What you will do: Rewrite the entries below, substituting "trunk" for every "tree trunk" and keeping everything else the same. Leave the pictures out of your answer.

Raw records:
────────────────────────────────────────

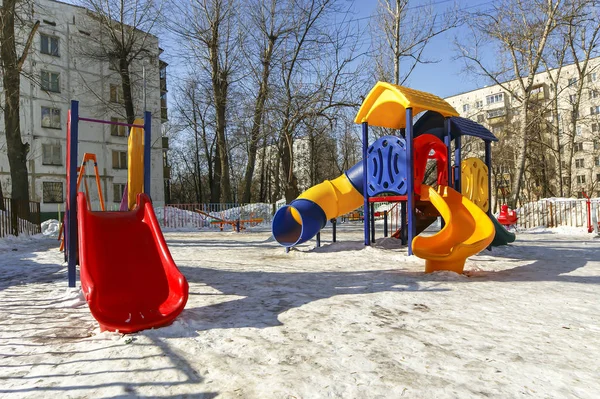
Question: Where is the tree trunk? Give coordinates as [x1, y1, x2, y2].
[119, 57, 135, 123]
[242, 36, 275, 203]
[192, 104, 202, 204]
[508, 100, 529, 209]
[209, 40, 231, 203]
[0, 0, 29, 209]
[210, 144, 221, 204]
[281, 132, 300, 204]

────────────────────────────────────────

Correct output:
Question: Where is the trunk? Give coordinates as [x1, y1, x2, y2].
[119, 57, 135, 123]
[242, 36, 275, 203]
[192, 104, 202, 204]
[508, 100, 529, 209]
[209, 40, 231, 203]
[0, 0, 29, 209]
[210, 144, 221, 204]
[281, 132, 300, 204]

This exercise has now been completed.